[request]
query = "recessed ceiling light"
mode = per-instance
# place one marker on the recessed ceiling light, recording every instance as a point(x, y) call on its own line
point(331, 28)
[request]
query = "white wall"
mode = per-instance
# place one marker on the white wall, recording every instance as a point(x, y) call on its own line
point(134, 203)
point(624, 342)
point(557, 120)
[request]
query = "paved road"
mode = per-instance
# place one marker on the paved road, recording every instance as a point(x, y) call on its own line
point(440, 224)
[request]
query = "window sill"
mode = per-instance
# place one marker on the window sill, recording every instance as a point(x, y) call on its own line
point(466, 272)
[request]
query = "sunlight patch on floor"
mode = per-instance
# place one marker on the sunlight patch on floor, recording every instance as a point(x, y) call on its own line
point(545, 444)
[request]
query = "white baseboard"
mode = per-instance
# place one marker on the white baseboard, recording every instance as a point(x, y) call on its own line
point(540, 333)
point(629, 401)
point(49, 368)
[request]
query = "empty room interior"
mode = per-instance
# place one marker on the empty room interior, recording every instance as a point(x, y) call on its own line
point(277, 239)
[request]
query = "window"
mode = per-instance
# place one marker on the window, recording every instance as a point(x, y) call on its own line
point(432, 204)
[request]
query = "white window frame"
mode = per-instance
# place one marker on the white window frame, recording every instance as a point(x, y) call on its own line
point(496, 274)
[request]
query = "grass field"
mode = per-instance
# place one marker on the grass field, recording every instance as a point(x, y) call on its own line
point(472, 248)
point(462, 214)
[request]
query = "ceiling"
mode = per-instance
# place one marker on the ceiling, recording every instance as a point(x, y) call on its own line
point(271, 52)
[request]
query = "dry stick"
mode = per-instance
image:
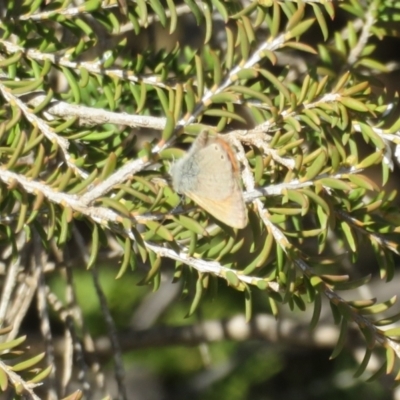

▶ _YOUR INSTRUCTIONS_
Could you give back the full listing word for word, leaving out the images?

▶ _RESULT OF THE TASK_
[request]
query = "recessed ceiling light"
mode = per-instance
# place one marker on the recessed ceiling light, recording every instance as a point(x, y) call on its own line
point(331, 28)
[request]
query = "white wall"
mode = per-instance
# place one marker on the white wall, recording every instance as a point(x, y) call on its own line
point(134, 203)
point(624, 342)
point(557, 120)
[request]
query = "paved road"
mode = per-instance
# place one marker on the paved road, recording every instance as a point(x, y) call on its own line
point(440, 224)
[request]
query = "window sill"
mode = per-instance
# place one marker on the window sill, recording every instance as a point(x, y) call on its own line
point(466, 272)
[request]
query = "sunlight patch on floor"
mode = per-instance
# place one marker on the sunlight patch on floor, recording every instance as a point(x, y) call on its own line
point(545, 444)
[request]
query = "white baseboard"
mode = per-instance
# place one marker on the white baseboard, recording every instance as a point(x, y) call on its own line
point(540, 333)
point(629, 401)
point(49, 368)
[request]
query = "empty room interior"
mode = per-instance
# place one marker on the empty room interior, recording every instance as a point(x, y) call on its own line
point(277, 239)
[request]
query = "window"
mode = per-instance
# place one marker on the window, recording every instance as a point(x, y) call on its own line
point(432, 204)
[request]
query = "white window frame"
mode = per-instance
# place one marker on the white window frame, recording every instance as a point(x, y) call on its own line
point(496, 274)
[request]
query = "grass field"
mode = per-instance
# place one marker on the grass field, recording every instance as a point(x, y) call on its own line
point(472, 248)
point(462, 214)
[request]
query = "ceiling"
mode = per-instance
# place one marker on the ceiling, recording every instance as a point(x, y) call on its own line
point(271, 52)
[request]
query = "dry stick"
mode = per-instance
image:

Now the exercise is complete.